▶ Problem to solve
All lines from the one holding "Target: small building" down to the last line of the entries are to be reproduced exactly, with no other lines.

[Excerpts from a dataset]
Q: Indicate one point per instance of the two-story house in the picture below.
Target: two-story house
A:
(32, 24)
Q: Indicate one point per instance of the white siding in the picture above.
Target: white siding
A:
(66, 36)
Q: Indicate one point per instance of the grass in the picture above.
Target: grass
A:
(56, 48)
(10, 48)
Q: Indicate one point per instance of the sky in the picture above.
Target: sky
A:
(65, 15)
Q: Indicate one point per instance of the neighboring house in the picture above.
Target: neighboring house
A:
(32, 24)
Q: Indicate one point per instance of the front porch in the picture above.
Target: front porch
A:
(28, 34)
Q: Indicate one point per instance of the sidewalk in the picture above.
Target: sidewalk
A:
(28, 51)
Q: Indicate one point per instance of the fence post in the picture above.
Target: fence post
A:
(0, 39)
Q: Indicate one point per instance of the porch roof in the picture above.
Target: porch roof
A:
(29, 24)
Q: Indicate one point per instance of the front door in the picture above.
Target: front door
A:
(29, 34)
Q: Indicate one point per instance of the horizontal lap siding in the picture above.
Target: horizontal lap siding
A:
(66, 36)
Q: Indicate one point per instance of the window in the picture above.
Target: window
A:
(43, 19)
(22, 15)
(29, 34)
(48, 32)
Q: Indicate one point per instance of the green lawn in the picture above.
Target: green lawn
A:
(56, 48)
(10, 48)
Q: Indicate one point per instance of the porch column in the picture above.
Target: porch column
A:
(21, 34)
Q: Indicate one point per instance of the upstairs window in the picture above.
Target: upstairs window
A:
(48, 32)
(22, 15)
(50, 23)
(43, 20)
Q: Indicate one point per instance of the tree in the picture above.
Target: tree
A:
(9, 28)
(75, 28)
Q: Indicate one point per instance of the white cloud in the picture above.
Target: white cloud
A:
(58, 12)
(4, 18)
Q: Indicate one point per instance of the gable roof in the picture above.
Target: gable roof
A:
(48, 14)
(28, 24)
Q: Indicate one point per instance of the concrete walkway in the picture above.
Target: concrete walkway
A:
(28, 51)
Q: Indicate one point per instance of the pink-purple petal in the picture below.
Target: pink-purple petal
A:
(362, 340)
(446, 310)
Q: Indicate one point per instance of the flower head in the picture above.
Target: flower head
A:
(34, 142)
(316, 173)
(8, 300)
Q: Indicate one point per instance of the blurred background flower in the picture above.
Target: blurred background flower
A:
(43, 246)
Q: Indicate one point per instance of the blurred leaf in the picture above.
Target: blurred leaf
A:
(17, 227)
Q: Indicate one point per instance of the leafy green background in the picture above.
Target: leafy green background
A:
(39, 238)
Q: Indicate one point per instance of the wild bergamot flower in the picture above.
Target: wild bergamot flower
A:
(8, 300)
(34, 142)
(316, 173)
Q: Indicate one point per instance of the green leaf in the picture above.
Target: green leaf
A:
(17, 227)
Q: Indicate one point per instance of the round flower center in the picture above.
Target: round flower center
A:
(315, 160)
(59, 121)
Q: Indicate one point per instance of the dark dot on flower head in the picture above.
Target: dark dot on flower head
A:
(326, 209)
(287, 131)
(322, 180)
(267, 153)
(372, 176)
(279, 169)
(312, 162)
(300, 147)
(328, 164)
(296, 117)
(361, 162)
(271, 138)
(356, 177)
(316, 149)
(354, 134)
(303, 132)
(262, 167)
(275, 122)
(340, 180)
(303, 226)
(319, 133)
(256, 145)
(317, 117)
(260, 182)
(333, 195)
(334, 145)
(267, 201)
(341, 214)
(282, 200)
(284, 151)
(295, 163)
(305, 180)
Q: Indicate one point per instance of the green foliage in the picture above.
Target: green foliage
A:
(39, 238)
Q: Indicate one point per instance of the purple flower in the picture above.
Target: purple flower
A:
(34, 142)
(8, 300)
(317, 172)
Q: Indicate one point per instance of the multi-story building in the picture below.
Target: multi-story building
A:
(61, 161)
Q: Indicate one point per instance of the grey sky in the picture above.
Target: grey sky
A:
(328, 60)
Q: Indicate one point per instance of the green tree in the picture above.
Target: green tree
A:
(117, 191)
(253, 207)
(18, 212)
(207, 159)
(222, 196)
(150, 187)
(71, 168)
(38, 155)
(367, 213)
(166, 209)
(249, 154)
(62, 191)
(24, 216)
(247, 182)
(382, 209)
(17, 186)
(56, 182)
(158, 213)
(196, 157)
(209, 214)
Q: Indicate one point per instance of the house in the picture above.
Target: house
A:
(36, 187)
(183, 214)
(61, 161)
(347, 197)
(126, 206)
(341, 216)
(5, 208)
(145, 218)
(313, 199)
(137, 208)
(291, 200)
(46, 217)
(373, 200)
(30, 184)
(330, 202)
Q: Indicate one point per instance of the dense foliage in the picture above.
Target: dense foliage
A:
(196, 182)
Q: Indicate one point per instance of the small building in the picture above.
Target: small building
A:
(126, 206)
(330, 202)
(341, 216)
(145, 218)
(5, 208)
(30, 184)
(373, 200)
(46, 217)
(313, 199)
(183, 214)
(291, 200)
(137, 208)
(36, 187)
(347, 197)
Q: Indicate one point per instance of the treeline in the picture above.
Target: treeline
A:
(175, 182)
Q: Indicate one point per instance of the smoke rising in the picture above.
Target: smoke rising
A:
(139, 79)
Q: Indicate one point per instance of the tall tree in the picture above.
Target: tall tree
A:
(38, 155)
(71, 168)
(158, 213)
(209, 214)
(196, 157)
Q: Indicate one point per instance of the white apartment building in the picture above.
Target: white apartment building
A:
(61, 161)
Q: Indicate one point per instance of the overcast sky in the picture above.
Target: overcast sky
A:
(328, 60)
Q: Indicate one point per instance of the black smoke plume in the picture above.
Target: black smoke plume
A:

▶ Completed task
Target: small building
A:
(126, 206)
(330, 202)
(341, 216)
(145, 218)
(5, 208)
(30, 184)
(373, 200)
(46, 217)
(313, 199)
(183, 214)
(291, 200)
(137, 208)
(36, 187)
(347, 197)
Q: Indicate one point per instance of the treeline in the picture above.
Target: treeline
A:
(175, 182)
Q: Indicate one point per instance of the smoke rising in the picture above.
Target: smoke rising
A:
(139, 79)
Q: Indicate one point per instance of the tall tree in the picture above.
Target: tall tree
A:
(38, 155)
(71, 168)
(158, 213)
(209, 214)
(196, 157)
Q: Indicate one point per instance of the white apartment building in the picture above.
Target: white apartment building
A:
(61, 161)
Q: Indicate one point per instance of the overcast sky in the picture above.
Target: overcast sky
A:
(328, 60)
Q: Indicate one point per instance of the black smoke plume in the picture above.
Target: black smoke plume
A:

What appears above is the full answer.